AIM OF THE EXERCISE =
Rewrite the data from the line containing "tie for player-tracking calibration." through the line containing "[265,121,276,130]", both included, keeping every request line and shifting each bounding-box coordinate up by 95.

^^^^^^^^

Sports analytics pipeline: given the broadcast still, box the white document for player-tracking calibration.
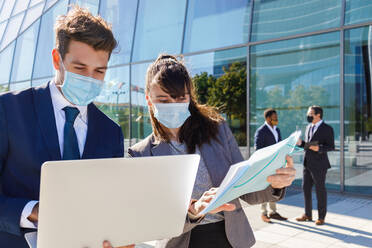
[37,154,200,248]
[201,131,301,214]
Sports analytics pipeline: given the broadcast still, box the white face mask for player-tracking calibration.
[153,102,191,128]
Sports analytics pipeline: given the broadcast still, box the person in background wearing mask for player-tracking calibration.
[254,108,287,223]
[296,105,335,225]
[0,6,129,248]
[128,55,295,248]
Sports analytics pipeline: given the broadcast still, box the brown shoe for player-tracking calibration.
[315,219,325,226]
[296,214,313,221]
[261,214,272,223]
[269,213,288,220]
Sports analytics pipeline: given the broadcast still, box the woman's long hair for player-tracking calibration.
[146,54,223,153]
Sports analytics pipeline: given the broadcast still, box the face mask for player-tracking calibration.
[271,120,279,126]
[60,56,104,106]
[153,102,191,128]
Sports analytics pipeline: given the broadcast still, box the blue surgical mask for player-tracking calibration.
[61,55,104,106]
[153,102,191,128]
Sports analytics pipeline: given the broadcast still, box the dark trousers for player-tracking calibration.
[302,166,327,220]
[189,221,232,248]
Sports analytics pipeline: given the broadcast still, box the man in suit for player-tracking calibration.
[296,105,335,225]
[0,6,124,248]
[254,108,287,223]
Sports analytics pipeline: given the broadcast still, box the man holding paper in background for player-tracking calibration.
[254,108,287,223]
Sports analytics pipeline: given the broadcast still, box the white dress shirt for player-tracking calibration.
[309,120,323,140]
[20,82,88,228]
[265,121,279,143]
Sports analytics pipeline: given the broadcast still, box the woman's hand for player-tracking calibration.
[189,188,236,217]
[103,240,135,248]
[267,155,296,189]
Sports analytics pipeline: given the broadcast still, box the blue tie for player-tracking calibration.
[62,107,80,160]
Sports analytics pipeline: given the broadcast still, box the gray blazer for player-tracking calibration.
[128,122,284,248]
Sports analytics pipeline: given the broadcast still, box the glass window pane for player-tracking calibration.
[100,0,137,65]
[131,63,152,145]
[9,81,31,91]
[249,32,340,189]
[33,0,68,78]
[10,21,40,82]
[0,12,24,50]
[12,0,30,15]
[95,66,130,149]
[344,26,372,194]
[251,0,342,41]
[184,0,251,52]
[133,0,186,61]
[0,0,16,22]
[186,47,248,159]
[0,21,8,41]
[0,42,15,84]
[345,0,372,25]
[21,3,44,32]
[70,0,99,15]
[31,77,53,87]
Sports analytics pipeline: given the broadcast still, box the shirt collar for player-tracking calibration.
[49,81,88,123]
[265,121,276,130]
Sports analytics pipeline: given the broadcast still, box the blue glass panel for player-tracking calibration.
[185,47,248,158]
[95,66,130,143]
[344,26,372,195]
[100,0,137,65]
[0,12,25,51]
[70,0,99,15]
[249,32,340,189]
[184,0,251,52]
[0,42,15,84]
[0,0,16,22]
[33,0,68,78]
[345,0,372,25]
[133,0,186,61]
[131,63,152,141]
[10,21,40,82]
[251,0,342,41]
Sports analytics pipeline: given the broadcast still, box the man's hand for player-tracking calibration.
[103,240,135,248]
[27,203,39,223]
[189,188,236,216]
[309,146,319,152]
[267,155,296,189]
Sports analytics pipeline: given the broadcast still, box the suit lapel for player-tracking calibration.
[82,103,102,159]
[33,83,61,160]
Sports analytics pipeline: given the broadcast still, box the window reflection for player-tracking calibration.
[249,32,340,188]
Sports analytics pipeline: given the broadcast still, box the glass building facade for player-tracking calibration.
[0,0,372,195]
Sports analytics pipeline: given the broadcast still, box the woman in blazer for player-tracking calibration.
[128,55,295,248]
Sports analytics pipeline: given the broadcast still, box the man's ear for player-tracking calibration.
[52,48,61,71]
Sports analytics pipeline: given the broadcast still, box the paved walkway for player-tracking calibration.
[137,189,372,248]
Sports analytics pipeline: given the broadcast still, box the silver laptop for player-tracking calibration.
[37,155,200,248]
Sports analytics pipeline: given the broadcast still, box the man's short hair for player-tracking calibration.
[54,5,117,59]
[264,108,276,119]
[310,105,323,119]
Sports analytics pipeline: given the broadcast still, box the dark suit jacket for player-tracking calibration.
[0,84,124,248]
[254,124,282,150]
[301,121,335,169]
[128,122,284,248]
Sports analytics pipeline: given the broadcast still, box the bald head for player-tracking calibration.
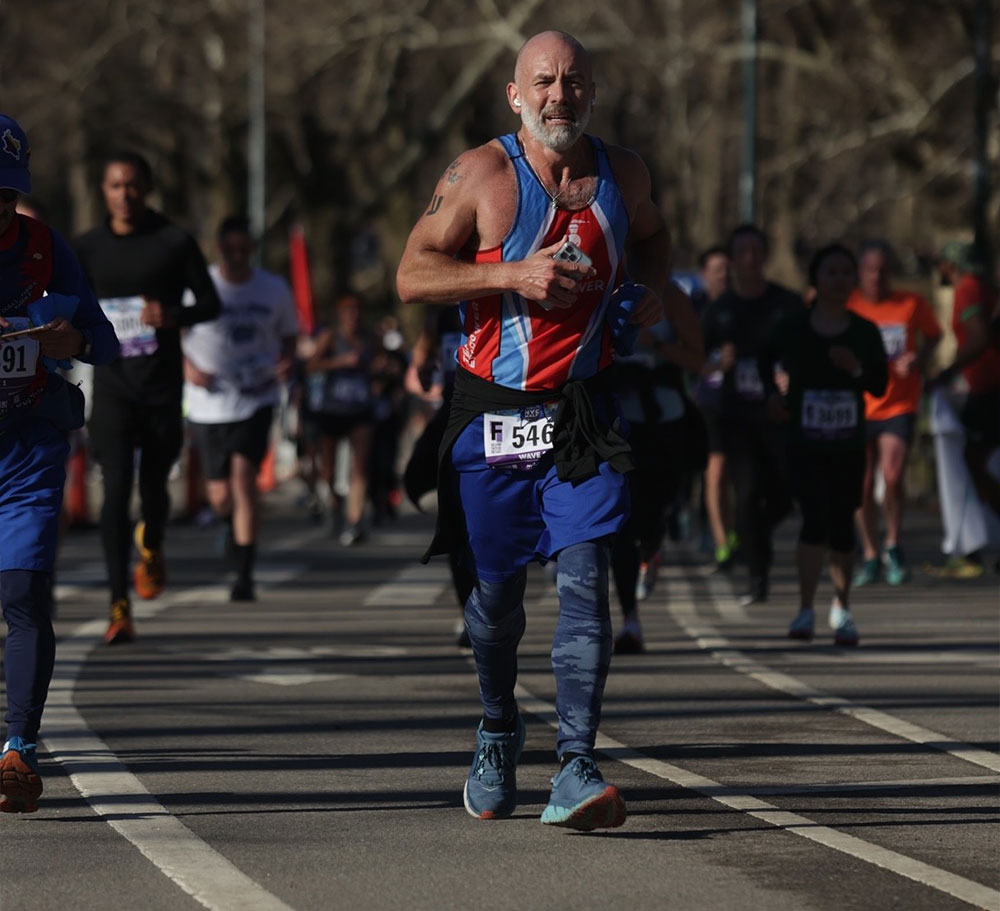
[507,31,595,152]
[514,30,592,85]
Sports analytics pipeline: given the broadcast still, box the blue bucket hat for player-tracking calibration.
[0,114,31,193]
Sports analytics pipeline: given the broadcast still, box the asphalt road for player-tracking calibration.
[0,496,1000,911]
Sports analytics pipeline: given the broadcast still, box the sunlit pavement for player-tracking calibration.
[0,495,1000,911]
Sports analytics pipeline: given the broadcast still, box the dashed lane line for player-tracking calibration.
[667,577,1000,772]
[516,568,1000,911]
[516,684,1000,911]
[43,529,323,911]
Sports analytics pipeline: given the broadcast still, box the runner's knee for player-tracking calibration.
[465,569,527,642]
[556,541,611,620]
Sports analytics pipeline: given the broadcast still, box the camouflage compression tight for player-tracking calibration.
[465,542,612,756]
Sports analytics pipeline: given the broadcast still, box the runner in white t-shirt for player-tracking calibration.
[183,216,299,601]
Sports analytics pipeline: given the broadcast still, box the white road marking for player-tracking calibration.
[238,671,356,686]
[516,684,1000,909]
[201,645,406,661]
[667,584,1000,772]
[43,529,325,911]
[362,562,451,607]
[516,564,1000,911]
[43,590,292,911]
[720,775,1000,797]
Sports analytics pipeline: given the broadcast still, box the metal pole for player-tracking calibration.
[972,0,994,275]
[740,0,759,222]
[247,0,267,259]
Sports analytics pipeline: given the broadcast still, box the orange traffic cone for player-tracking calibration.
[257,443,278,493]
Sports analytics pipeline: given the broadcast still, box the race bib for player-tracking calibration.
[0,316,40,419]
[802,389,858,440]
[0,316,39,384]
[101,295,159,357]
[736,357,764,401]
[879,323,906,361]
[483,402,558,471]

^^^^^^^^

EXERCISE ANSWER =
Sports analytics pipeline: given the broadcast still, box the blue tie for player-tracking calibration.
[157,202,175,255]
Sports analytics pipeline: given the broadcast still, box the gray blazer for player-tracking calibration.
[223,217,379,343]
Sports analytics pipeline: given the broadcast still, box the glass window pane for player-tracking calibration.
[195,95,232,160]
[226,158,247,240]
[104,176,126,186]
[344,127,435,284]
[128,95,163,173]
[105,116,135,177]
[95,107,119,145]
[107,95,125,110]
[190,161,225,244]
[439,121,467,289]
[346,95,437,136]
[279,95,346,147]
[228,95,281,156]
[95,95,111,117]
[281,142,343,254]
[95,116,103,136]
[95,137,110,179]
[440,95,467,120]
[116,98,139,127]
[165,95,194,110]
[126,172,148,182]
Sports analytics pipeline: given the broadcast still, box the shirt collar for player-tracking calibration.
[144,176,183,218]
[360,216,371,225]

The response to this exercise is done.